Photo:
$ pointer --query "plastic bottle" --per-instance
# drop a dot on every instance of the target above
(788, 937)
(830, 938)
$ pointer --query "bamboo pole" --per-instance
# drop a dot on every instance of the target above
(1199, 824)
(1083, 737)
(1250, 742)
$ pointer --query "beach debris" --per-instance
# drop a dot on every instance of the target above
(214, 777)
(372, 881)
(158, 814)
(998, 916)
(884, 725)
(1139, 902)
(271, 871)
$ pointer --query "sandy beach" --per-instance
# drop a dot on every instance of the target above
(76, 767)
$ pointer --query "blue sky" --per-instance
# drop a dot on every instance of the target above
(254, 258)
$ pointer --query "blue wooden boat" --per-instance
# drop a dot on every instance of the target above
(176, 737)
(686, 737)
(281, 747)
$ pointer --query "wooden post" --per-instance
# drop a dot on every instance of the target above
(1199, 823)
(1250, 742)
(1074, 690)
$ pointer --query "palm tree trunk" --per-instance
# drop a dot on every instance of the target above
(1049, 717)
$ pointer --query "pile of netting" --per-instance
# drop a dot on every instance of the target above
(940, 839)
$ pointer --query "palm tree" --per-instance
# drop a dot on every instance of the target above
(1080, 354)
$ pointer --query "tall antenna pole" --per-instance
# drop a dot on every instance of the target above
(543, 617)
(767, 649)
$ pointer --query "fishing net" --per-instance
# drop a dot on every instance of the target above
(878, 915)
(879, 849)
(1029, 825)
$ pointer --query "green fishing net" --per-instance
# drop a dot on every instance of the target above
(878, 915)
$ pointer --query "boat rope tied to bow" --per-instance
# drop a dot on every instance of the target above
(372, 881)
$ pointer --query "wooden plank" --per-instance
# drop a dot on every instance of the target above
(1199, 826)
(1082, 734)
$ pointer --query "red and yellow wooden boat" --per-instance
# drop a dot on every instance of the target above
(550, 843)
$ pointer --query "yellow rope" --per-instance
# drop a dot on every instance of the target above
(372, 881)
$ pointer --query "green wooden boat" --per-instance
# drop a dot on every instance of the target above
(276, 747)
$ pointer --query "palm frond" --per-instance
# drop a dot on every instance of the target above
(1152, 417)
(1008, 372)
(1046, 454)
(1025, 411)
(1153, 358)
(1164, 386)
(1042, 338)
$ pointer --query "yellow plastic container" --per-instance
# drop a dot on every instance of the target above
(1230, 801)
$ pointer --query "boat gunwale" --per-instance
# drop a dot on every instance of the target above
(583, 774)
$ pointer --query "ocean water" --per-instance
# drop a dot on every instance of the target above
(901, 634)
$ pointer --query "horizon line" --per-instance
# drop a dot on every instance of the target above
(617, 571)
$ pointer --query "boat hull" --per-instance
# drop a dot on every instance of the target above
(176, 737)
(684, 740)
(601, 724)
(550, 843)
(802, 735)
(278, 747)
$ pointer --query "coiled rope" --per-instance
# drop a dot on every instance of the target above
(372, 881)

(Aufgabe) Überarbeite alle Einträge oben, indem du jedes „pointer“ durch „locator“ ersetzt. Alles andere bleibt unverändert.

(Lösung)
Photo:
$ locator --query "plastic bottle" --per-instance
# drop a dot on every instance of the target above
(788, 937)
(830, 938)
$ locator --query "bamboo pole" --per-instance
# drop a dot on every instance of the target above
(1199, 824)
(1083, 737)
(1250, 742)
$ locator --query "beach debris" --per-instance
# drop a dot on every instance of the target above
(214, 777)
(372, 881)
(158, 814)
(998, 916)
(884, 725)
(1139, 902)
(271, 871)
$ locator --query "sandy beach" --per-instance
# drop a dot on every instance of the target above
(76, 767)
$ locator --query "blue sky" --per-instance
# drop a dot on every instance of the target above
(254, 258)
$ locator --query "blue wooden boat" --per-instance
# drop a dot on every instance of the target above
(176, 737)
(686, 737)
(281, 747)
$ locator --query "wooden post" --per-instance
# drop a dot on every instance of the target above
(1199, 823)
(1250, 742)
(1074, 690)
$ locator --query "palm tree trunk" --per-instance
# drop a dot on every instance of the target above
(1049, 717)
$ locator --query "pile of netting" --per-instance
# drop a dot on every instance of the target above
(940, 839)
$ locator --query "palm tree" --per-instance
# drop a dot on every instance of the target above
(1080, 354)
$ locator --query "tall antenna pole" --per-instance
# drop a dot on every instance of the target above
(543, 617)
(767, 649)
$ locator --query "fishing net" --per-instance
# drop a dot on every instance of the target above
(878, 915)
(879, 849)
(1029, 825)
$ locator --query "green fishing net" --per-instance
# drop a dot on every instance of the target above
(878, 915)
$ locator --query "boat rope tied to bow" --per-instance
# drop a dot on every instance of the target above
(372, 881)
$ locator --query "wooden plank" --per-instance
# drop a dot on every instance of the target above
(1199, 826)
(1082, 734)
$ locator --query "red and yellow wooden boat" --per-instance
# drop a dot on every instance of the target above
(550, 843)
$ locator --query "yellow rope" --per-instance
# drop a dot on every instance of the target above
(372, 881)
$ locator --query "green wooden boat" --per-instance
# drop a dot on every instance of the target above
(276, 747)
$ locator --query "palm frond" --per-instance
# drop a dot on every instance of the target above
(1152, 417)
(1008, 372)
(1046, 454)
(1025, 411)
(1153, 358)
(1164, 386)
(1042, 338)
$ locator --query "yellow plastic container" --per-instance
# drop a dot on every instance of the target above
(1230, 801)
$ locator --query "boat gunwale" --per-instance
# drop a dot on every instance of the target above
(583, 774)
$ locator --query "ocean water" --per-instance
# drop a dot on every instance of the target above
(901, 634)
$ locator --query "horizon line" --per-instance
# drop a dot on every instance of the target above
(617, 571)
$ locator --query "boat hull" --per-instance
# drop a dot on every instance of the target above
(176, 737)
(684, 740)
(601, 724)
(550, 843)
(802, 735)
(278, 747)
$ locator --query "coiled rope" --per-instance
# drop a dot on every instance of the target above
(372, 881)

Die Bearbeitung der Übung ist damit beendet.